→ **Requirements**
[A] In the text on Lee Jae Myung's Indo-Pacific inheritance, when and where was the inaugural US-Japan-ROK summit held?
[B] Carry on the text about Lee Jae Myung's Indo-Pacific inheritance, starting right after its final sentence.

→ **Quoted passage**
**********

Lee Jae Myung’s Indo-Pacific inheritance
The Yoon administration’s strategic shift was neither inevitable nor without precedent. For decades, South Korea has grappled with the challenge of aligning its growing economic, defence and technological weight with a commensurate strategic role beyond Northeast Asia. Wedged between great powers, South Korea has historically defaulted to a policy of strategic ambiguity, hedging between its economic relationship with China and its security alliance with the United States. As part of this, Seoul has largely been wary of overextending its security commitments outside of the Korean Peninsula, should it risk disrupting that balance. Even in brief instances when Seoul has sought to widen its strategic aperture, including Lee Myung-bak’s 2008 “Global Korea” and Moon Jae-in’s 2017 “New Southern Policy,” they struggled to garner sufficient resources and sustain momentum as North Korean provocations frequently consumed Seoul’s strategic bandwidth and refocused its attention back home. The Yoon administration’s 2022 Indo-Pacific strategy, therefore, represented the latest attempt to prosecute a more outward-facing strategic agenda, but it marked an important departure from previous iterations in terms of its scope and ambition. The 2022 strategy represented South Korea’s first adoption of the ‘Indo-Pacific’ as a strategic concept, a term that previous ROK administrations had avoided out of concern that it would antagonise Beijing. Its Indo-Pacific strategy also ensured a more conducive environment for developing more sophisticated and creative relationships with other key regional partners.
The most notable form of these included the Yoon administration’s deepening bilateral relationship with Japan, which facilitated a pronounced revitalisation of trilateral security cooperation with the United States. Although the US-Japan-ROK trilateral defence relationship was formally launched in 1998 with Assistant Secretary-level talks, it frequently fell victim to spells of history-infused nationalist confrontation between Seoul and Tokyo. For Yoon, closer cooperation with Japan and the United States emanated from a recognition that the shifting regional security landscape required closer and more institutionalised forms of defence cooperation; an atmosphere that the Biden administration seized upon, formalising the trilateral partnership at the historic US-Japan-ROK inaugural summit in August 2023 at Camp David. Since Yoon’s rapprochement efforts with Japan in 2022, the three countries have engaged in over 80 trilateral meetings and participated in an explosion of joint military exercises, including 21 trilateral exercises and 10 exercises involving other Indo-Pacific and global partners (see Table 1). These include the first-ever multidomain exercise focused on missile defence, anti-submarine warfare and cyber-operations between the three countries.
Importantly, these trilateral defence efforts found domestic political footing among the South Korean public. In June 2025, polling found that around 67% of South Koreans support continued trilateral cooperation with Washington and Tokyo, and a majority view improved ties with Japan as critical to advancing the US-ROK alliance. This shift in public opinion is itself no small achievement in a country where historical memory remains a powerful force in foreign policy debates.

**********

→ **Available data**

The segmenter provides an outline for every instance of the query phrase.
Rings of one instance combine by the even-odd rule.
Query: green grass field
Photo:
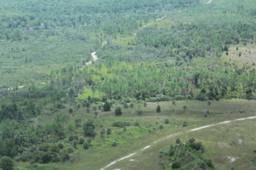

**********

→ **Answers provided**
[A] In August 2023 at Camp David.

[B]
Table 1. Timeline of US-Japan-ROK military exercises since ROK-Japan rapprochement in 2022
President Yoon’s Indo-Pacific strategy was also notable for its incorporation of non-traditional security relationships as part of its strategic engagement. For example, in joining the Indo-Pacific Four (IP4) grouping alongside Australia, Japan and New Zealand, and collectively deepening dialogue with the North Atlantic Treaty Organization (NATO), South Korea underscored its understanding that out-of-theatre security crises could quickly reverberate in the Indo-Pacific. It was for this reason that South Korea directly supplied humanitarian aid and non-lethal military support to Ukraine and, indirectly, hundreds of thousands of artillery shells via the United States. The Yoon administration also launched the inaugural Korea-Pacific Islands Summit in May 2023 and hosted the Third Summit for Democracy in March 2024.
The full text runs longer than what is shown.